Requirement: Which lines in the entries below contain the word "shelf"? Pull out each one and copy it in full.

Extracted records:
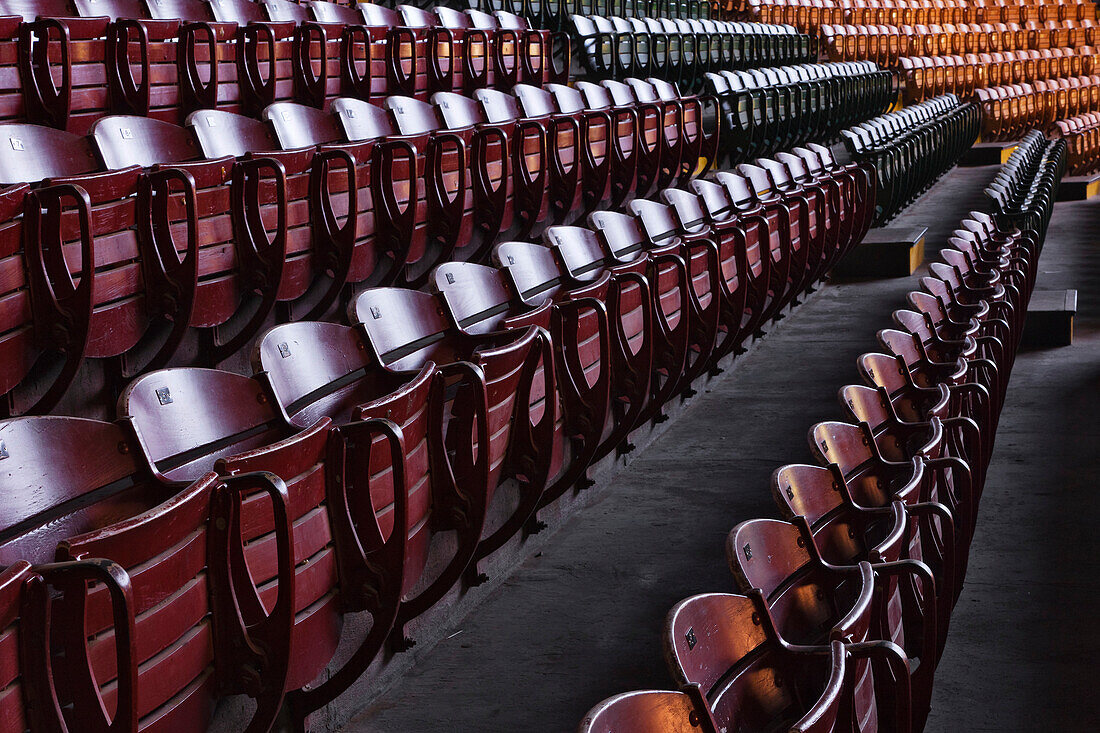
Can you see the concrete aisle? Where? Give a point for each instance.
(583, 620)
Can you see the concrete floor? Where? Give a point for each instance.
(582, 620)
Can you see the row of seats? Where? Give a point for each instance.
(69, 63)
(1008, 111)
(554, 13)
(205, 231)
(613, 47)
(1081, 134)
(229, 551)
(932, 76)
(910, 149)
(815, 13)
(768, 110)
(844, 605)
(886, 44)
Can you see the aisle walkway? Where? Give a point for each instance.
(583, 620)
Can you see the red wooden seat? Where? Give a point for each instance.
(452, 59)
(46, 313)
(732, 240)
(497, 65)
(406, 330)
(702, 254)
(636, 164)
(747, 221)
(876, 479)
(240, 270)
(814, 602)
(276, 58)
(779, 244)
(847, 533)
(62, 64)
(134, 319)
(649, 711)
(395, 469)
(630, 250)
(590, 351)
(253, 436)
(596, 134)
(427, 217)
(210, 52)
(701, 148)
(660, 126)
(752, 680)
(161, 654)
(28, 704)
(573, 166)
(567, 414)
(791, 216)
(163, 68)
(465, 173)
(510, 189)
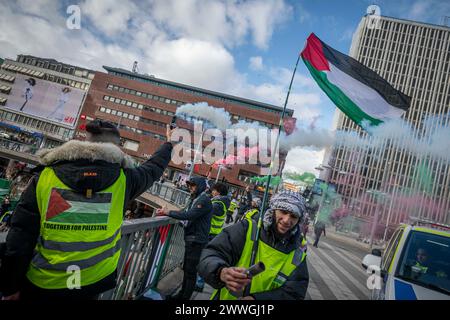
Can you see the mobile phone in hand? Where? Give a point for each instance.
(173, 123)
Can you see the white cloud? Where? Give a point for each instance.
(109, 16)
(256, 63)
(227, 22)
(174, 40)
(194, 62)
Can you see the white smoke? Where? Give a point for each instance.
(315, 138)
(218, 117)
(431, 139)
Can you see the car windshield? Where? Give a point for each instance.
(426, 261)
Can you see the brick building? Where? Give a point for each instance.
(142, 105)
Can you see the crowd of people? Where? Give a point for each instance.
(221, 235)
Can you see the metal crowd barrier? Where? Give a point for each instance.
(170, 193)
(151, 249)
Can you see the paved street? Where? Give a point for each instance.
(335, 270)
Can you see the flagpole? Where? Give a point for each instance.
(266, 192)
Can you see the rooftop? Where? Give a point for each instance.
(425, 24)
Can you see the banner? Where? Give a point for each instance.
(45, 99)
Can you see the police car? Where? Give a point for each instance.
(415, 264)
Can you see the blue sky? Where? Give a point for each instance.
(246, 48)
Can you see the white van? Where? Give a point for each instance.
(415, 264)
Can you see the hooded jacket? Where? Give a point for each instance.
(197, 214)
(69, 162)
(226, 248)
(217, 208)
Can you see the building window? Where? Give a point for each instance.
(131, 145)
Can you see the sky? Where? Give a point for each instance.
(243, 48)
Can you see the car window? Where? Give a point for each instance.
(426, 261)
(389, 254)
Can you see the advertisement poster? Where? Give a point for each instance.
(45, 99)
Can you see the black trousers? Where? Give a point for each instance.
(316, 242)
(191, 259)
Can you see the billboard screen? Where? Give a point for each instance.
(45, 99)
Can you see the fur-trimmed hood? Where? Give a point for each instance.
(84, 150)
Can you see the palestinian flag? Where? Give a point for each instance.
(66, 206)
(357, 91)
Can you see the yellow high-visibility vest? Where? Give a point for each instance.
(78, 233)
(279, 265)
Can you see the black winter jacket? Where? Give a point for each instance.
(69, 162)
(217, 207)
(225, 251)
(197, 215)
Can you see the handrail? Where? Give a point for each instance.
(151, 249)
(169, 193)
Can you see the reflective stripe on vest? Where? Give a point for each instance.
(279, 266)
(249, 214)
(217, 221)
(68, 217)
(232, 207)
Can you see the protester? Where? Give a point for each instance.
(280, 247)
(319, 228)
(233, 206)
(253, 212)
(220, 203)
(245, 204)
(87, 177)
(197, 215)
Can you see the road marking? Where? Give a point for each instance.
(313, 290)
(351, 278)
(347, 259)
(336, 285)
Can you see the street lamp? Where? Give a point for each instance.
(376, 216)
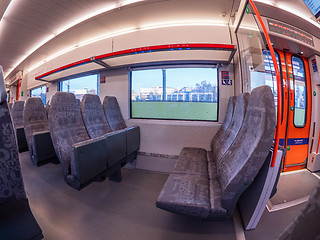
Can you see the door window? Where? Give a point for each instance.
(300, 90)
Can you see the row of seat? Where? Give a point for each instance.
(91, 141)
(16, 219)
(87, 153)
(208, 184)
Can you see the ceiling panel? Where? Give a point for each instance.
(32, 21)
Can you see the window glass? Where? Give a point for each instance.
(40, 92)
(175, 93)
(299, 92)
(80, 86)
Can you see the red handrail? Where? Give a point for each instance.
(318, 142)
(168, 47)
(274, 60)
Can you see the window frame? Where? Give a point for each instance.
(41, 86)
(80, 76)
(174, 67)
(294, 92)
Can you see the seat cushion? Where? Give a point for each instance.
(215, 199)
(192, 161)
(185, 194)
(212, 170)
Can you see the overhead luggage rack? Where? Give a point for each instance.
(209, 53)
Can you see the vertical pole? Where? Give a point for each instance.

* * *

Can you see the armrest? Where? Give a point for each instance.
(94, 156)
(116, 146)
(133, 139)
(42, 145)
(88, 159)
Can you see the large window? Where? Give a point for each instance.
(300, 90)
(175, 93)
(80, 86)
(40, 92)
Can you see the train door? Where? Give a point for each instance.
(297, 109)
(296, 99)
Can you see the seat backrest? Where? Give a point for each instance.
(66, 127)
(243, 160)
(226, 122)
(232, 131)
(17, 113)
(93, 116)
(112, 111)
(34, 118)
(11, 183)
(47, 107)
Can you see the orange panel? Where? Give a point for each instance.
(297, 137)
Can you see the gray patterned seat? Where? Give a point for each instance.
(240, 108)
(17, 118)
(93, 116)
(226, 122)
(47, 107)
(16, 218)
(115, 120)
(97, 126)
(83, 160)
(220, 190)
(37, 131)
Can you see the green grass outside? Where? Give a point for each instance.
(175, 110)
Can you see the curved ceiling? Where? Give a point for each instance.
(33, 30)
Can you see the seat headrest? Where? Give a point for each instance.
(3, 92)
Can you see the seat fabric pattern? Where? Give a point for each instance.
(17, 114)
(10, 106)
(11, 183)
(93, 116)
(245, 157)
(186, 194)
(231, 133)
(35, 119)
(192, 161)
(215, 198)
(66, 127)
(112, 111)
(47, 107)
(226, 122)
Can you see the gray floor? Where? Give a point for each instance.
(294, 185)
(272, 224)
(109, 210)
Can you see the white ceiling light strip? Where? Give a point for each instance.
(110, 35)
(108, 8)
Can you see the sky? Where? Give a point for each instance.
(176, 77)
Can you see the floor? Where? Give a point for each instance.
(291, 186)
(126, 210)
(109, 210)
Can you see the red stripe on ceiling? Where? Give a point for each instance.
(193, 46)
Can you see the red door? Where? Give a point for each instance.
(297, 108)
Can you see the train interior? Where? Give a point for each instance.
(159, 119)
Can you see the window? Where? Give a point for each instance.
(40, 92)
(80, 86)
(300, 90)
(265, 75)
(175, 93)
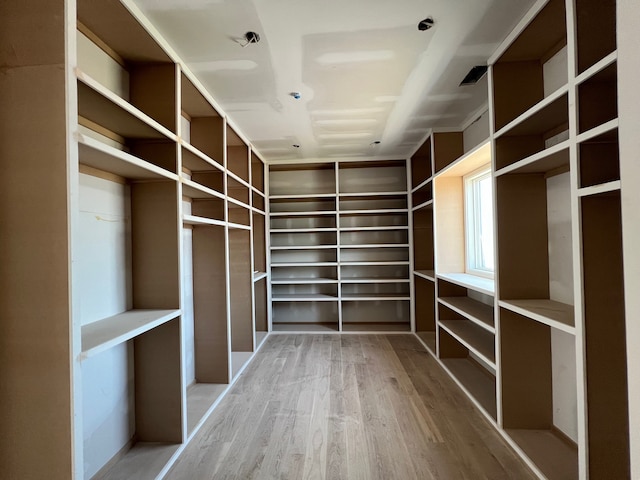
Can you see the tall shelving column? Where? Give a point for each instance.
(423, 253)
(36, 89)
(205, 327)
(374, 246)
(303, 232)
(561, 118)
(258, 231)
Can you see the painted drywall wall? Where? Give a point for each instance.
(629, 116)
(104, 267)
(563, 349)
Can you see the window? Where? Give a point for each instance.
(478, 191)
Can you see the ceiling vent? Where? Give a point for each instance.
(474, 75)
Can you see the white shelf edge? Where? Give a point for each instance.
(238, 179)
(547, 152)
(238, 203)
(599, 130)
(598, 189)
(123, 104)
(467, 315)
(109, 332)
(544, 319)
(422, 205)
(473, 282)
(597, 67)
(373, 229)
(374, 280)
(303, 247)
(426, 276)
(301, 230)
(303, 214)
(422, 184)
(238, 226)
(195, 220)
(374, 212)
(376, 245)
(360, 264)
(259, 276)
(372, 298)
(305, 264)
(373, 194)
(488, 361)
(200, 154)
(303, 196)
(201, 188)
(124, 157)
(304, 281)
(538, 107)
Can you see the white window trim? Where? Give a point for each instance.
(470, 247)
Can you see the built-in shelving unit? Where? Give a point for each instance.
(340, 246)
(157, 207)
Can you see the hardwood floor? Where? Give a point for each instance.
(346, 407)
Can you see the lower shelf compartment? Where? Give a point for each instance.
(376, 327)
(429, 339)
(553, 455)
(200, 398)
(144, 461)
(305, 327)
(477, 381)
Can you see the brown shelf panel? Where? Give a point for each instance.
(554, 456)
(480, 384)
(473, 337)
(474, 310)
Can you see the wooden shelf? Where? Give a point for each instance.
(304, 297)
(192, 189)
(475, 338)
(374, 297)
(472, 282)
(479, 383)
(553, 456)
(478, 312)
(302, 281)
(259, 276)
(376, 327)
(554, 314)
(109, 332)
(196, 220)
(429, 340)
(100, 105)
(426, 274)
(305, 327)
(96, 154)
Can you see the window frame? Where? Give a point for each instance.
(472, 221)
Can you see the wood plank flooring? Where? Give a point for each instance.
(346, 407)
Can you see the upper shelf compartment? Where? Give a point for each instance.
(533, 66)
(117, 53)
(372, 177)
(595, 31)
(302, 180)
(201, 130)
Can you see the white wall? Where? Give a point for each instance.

...

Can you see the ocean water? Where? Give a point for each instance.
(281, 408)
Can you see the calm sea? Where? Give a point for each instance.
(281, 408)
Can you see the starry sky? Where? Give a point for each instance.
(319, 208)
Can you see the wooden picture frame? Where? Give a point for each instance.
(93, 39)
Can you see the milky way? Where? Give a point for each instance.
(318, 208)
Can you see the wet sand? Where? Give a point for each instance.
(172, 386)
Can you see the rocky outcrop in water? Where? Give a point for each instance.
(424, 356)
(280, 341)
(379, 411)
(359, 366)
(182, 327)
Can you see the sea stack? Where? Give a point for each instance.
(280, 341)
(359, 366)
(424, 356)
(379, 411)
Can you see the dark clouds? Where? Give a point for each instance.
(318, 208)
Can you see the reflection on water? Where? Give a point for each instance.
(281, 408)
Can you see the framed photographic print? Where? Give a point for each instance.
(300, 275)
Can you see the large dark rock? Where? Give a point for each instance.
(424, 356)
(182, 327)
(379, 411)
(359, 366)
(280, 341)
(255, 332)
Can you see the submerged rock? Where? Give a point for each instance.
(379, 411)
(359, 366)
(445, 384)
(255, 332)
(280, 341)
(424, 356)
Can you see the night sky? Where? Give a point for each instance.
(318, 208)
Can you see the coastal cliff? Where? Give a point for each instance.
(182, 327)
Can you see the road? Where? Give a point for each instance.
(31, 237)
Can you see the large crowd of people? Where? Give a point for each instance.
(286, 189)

Result of the task:
Can you see the white shelf edge? Where? Give a point for each instance.
Can you see the lower shelf compartment? Where? Give a point for each instance.
Can you see the brown shelf panel? Where? Give a point for each instance.
Can you see the wooden shelf? Where? Give a point for each instance.
Can you see the upper shelf compartment? Where? Give a point for each instance.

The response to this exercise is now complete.